• _PROBLEM TO SOLVE_: Across the entries, count the lines that include "glowing" and report only that number.

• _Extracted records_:
*** Block opens ***

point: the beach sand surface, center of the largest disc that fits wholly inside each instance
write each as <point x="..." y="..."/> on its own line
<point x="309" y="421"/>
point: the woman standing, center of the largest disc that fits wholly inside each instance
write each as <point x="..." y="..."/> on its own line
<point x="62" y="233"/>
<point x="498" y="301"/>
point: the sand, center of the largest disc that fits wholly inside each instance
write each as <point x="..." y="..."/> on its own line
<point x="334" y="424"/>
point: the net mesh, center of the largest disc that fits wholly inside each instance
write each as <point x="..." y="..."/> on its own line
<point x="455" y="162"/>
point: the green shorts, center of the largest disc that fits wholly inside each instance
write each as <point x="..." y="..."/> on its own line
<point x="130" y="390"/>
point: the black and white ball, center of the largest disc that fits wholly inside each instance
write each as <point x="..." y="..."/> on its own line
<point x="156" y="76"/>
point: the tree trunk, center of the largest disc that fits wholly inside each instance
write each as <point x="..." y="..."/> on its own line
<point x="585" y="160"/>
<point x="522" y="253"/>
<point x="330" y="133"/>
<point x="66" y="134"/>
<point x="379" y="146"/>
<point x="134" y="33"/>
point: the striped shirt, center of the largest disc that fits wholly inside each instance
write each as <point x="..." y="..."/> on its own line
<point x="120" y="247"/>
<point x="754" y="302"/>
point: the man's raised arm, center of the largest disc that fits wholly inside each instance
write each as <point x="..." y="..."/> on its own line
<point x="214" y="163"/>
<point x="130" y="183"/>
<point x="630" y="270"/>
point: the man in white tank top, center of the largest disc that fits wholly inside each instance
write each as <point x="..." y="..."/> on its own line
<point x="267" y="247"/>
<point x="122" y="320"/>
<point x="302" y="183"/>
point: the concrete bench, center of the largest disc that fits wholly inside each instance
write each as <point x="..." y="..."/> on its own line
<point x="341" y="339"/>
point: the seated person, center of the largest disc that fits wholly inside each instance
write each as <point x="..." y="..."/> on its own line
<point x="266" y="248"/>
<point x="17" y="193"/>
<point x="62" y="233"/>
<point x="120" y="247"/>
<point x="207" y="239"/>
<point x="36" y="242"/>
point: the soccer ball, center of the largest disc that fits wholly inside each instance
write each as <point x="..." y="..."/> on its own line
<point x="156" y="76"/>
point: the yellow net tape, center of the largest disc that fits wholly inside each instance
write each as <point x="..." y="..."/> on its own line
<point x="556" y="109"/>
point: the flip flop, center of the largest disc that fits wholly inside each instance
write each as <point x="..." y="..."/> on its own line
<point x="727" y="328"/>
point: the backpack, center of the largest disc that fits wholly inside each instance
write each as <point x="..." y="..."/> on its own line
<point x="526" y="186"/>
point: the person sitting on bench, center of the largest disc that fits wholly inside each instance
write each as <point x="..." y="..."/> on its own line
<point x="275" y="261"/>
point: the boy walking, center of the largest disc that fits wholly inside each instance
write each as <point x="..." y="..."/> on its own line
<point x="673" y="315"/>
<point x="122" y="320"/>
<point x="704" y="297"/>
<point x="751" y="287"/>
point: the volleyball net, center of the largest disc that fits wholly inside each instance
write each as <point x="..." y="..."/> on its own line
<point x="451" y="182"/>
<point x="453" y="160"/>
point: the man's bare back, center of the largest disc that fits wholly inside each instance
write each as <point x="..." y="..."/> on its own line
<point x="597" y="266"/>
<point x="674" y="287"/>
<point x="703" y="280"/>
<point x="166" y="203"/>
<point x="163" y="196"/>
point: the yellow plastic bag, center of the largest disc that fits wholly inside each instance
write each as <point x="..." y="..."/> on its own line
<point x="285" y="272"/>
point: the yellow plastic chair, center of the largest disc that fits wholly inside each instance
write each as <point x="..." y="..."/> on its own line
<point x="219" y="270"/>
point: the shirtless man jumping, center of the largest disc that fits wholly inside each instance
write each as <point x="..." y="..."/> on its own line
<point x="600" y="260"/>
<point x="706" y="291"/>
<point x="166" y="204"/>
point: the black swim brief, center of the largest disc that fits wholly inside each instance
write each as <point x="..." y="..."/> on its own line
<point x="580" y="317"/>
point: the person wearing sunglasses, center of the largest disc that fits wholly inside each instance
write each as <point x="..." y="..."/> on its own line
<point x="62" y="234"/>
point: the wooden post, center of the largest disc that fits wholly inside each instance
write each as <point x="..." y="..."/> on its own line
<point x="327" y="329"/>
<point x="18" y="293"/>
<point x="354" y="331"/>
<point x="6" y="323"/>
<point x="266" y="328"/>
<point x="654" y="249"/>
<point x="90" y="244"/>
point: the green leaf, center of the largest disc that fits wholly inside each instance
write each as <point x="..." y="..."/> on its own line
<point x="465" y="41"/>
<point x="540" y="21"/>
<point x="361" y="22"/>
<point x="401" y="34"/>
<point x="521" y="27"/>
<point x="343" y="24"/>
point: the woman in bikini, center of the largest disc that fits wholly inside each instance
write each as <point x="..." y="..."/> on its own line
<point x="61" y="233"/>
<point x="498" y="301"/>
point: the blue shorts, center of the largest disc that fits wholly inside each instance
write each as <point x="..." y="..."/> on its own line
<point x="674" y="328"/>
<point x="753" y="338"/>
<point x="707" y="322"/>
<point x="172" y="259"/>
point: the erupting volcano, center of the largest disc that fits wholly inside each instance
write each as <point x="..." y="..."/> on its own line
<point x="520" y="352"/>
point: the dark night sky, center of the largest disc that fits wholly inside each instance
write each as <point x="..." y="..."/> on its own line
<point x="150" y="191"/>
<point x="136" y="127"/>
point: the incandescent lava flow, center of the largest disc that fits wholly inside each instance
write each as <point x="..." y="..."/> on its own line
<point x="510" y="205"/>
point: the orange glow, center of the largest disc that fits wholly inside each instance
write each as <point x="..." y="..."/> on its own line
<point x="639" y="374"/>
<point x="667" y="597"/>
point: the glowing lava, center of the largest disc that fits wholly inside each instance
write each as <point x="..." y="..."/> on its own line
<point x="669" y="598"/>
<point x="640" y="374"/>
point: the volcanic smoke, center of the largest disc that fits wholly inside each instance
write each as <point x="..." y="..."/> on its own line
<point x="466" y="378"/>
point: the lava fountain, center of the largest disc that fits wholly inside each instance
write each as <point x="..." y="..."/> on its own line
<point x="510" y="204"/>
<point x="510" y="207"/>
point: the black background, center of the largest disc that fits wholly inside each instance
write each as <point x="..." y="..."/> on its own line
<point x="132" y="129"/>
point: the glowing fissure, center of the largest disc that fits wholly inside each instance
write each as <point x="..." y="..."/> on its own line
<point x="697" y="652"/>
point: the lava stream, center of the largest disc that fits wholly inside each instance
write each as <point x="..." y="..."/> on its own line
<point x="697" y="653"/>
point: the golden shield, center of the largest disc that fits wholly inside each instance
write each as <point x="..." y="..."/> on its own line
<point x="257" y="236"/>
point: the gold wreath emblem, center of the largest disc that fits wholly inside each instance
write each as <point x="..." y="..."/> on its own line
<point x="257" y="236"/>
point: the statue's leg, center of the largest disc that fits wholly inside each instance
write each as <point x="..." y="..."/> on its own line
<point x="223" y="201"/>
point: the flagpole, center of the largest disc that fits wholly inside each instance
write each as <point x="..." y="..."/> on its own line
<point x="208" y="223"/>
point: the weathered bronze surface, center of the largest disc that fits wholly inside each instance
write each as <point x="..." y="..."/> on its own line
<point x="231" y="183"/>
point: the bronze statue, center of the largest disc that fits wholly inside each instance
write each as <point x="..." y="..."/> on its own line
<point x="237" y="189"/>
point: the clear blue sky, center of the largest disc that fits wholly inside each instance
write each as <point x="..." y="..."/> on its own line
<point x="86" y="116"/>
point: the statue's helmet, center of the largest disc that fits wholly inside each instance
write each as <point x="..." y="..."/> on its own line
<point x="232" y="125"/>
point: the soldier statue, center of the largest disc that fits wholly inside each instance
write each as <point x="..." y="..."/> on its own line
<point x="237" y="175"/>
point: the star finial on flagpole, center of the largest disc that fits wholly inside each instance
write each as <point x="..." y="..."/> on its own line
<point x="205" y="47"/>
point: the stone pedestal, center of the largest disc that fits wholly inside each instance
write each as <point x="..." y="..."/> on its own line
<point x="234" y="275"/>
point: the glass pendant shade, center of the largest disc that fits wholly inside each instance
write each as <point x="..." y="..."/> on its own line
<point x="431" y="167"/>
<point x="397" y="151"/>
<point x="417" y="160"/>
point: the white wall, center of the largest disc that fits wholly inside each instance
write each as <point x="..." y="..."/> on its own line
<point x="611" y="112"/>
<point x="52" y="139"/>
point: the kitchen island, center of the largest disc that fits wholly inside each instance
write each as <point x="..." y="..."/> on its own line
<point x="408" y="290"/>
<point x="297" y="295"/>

*** Block closes ***

• _SOLUTION FOR THIS PROBLEM_: 2